Sunting teks tentang pengungsi Rohingya dengan menuliskan kembali bagiannya yang dimulai dari "Aku langsung berangkat" dan berlanjut hingga "kondisi belum mandi.". Ganti "teman-teman" dengan "kawan-kawan".

■ TEKS HALAMAN:
.....

Hari ini hujan rintik-rintik...
Aku sedikit ragu untuk beranjak dari kasurku yang empuk ditemani dengan kipas angin yang selalu setia berputar memberikan aku kesejukan. Bangun pagi hari ini badanku sedikit menggiggil, kenapa tidak? Kabut asap yang membenamkan sang surya di angkasa ditambah dengan hujan deras dari jam satu malam tadi. Nggak kebayang gimana rasanya kalo masuk ke kamar mandi hanya buat cuci badan sampe basah kuyub.
Aku langsung berangkat berkumpul
dengan teman-teman untuk menemui pengungsi Rohingya yang sudah dipindahkan ke ICS
yang terletak di perbatasan Aceh Utara-Lhokseumawe dengan kondisi belum mandi.
Mengendarai motor yang sudah berusia lima tahun ini dengan melawan hujan
seakan-akan melawan lupa.
Ini adalah ke enam kalinya aku melakukan kegiatan Pengembangan Masyarakat alias Comdev (Community Development) yang bertujuan untuk meningkatkan pengetahuan dan aplikasi hidup sehat dalam keseharian pengungsi yang baunya seakan-akan menghancurkan saraf olfactorius di hidungku.
Kondisi mereka lebih baik dari
sebelumnya, ketimbang pertama aku melihatnya di Bulan Mei 2015. Saat itu mereka
sangat bau, tidak seperti manusia pada umumnya yang mandi dua kali sehari dan
ganti baju secara rutin. Nggak bisa dibayangkan gimana bau orang yang udah
nggak mandi dan ganti baju selama tiga bulan.
Pertama aku datang kesini hanya
untuk mensurvei lokasi, melihat kondisi pengungsi, memastikan ke pihak imigrasi
akan status mereka kemudian meminta keterangan Kapolres mengenai pengamanan
kepada sang pengungsi dan masih banyak lagi. Pertama aku melihat mereka memang
sambil menutup hidung (walaupun sudah pakai masker) dengan jarak yang lumayan
jauh (sekitar duapuluhan meter) dari mereka.

.....

■ ENTRI DATA:
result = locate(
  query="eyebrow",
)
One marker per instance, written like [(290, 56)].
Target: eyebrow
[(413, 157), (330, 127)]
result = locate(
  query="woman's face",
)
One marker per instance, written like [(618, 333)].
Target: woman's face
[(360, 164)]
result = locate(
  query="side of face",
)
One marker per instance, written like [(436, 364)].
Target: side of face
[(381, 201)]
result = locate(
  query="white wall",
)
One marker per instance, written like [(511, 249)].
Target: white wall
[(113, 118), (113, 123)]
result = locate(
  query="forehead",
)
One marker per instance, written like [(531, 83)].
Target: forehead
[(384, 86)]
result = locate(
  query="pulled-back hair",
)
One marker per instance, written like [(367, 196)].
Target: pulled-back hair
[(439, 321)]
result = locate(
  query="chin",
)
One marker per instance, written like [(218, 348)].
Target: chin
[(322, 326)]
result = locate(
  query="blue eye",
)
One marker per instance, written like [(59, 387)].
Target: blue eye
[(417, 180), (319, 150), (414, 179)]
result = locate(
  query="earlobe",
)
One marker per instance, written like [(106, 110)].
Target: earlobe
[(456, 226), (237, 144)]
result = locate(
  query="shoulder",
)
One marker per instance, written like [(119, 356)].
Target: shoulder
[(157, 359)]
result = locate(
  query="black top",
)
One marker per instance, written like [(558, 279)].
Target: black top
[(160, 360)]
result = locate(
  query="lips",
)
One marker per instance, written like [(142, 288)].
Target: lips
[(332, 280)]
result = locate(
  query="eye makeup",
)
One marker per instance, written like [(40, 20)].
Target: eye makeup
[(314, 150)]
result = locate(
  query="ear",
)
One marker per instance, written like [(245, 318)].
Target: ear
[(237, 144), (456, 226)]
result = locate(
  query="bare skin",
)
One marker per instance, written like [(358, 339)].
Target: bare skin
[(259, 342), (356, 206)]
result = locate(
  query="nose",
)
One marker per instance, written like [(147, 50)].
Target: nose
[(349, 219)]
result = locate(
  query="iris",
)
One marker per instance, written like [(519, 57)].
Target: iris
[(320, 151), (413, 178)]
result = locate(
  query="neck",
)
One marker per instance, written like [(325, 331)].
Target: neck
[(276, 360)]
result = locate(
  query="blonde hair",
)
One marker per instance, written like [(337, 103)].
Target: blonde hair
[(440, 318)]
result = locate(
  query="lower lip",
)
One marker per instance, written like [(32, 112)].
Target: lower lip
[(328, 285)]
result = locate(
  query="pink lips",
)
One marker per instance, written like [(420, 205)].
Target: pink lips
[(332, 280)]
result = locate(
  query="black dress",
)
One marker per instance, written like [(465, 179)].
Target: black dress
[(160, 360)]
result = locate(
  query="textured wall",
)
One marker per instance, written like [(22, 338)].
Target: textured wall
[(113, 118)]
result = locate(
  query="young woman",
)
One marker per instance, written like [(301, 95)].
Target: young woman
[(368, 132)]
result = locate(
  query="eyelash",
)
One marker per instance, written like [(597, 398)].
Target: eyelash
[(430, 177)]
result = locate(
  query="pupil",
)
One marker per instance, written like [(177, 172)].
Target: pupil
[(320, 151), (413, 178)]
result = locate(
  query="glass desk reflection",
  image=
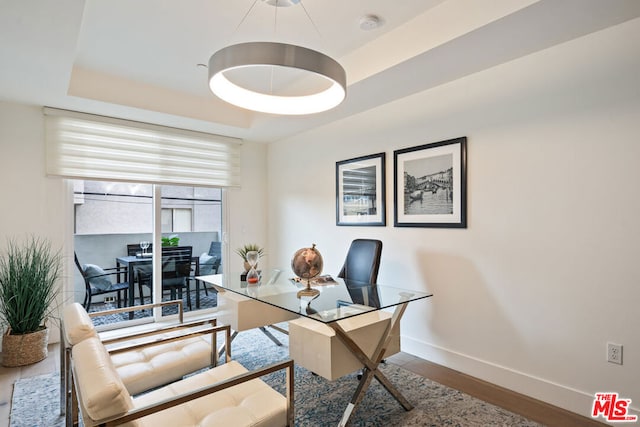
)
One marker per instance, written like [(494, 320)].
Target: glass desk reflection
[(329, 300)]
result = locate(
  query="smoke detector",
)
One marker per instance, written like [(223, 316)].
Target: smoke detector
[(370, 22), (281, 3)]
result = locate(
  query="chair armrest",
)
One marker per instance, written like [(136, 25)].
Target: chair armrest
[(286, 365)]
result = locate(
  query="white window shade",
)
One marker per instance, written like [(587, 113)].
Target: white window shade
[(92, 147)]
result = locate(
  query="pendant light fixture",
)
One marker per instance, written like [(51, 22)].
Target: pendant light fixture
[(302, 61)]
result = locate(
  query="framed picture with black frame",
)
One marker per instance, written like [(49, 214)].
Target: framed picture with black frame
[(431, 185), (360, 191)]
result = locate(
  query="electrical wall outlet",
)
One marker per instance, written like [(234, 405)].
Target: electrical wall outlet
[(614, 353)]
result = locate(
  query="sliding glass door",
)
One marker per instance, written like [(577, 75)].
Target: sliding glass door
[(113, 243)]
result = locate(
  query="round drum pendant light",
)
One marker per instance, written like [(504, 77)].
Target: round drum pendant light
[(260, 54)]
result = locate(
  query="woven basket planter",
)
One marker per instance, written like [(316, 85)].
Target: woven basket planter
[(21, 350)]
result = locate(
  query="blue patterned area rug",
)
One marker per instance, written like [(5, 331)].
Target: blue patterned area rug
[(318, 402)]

.....

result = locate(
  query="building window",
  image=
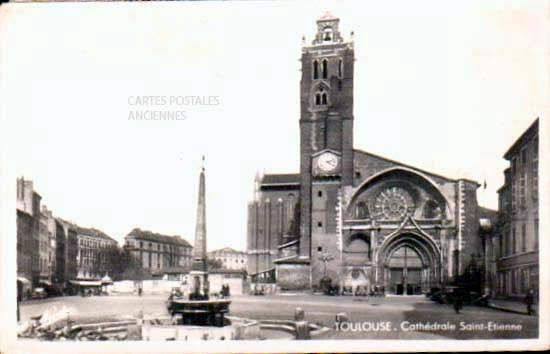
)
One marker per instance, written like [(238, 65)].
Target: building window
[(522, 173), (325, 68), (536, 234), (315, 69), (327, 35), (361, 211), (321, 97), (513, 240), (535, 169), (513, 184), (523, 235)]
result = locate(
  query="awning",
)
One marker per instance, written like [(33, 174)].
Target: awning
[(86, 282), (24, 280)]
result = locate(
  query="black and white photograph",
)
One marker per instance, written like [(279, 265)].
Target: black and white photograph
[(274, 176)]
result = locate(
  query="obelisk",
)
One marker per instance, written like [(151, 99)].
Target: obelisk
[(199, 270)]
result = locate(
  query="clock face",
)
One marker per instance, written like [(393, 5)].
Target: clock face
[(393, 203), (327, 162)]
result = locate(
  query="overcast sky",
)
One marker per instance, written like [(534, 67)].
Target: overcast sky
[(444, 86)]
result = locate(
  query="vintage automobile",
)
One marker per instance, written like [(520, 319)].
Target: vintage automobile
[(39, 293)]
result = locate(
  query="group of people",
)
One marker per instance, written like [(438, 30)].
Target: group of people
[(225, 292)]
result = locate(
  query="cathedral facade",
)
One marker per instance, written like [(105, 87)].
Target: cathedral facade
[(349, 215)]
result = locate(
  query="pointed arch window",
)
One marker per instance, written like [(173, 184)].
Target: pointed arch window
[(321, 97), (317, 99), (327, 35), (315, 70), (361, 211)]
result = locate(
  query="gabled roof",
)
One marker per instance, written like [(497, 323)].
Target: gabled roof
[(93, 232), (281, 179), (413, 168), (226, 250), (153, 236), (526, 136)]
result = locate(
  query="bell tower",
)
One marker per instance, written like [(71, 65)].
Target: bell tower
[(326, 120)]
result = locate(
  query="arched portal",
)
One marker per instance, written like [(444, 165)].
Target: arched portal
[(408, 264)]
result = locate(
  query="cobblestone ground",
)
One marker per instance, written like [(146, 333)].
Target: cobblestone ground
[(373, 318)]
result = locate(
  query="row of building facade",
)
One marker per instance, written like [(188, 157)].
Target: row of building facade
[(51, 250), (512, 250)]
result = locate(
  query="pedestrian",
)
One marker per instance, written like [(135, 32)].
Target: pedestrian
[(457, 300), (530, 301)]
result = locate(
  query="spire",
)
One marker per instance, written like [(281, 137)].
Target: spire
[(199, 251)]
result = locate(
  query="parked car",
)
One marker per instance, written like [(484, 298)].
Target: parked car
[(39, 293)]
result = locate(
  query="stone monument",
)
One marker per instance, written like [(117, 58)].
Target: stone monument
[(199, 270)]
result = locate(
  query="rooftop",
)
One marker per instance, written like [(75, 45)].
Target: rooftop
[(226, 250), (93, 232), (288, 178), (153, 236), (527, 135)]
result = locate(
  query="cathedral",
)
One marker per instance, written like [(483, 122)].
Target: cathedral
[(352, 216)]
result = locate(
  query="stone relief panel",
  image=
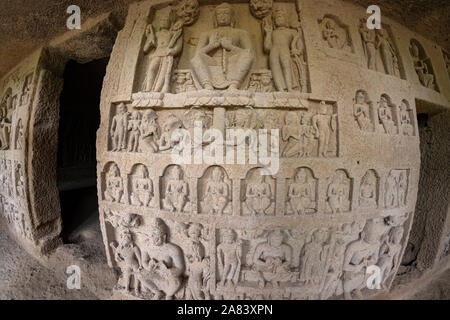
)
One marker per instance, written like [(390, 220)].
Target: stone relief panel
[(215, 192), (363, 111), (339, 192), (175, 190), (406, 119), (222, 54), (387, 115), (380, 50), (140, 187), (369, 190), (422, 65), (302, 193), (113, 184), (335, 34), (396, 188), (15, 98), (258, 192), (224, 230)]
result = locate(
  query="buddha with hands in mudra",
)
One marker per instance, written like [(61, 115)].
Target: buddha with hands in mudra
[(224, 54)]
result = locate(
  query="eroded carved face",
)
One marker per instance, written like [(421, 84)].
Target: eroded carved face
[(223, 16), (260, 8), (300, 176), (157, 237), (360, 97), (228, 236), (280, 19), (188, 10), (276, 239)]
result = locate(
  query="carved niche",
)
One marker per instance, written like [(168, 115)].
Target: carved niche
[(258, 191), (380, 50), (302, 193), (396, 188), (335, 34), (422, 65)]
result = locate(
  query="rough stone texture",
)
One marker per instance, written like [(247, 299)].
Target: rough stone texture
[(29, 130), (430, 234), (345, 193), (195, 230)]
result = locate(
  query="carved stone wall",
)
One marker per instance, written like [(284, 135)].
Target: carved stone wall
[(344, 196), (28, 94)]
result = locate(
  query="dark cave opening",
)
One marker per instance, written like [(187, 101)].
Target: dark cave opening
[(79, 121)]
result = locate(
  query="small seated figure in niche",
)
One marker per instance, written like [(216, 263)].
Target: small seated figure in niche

.....

■ JAWABAN SOAL:
Aku langsung berangkat berkumpul
dengan kawan-kawan untuk menemui pengungsi Rohingya yang sudah dipindahkan ke ICS
yang terletak di perbatasan Aceh Utara-Lhokseumawe dengan kondisi belum mandi.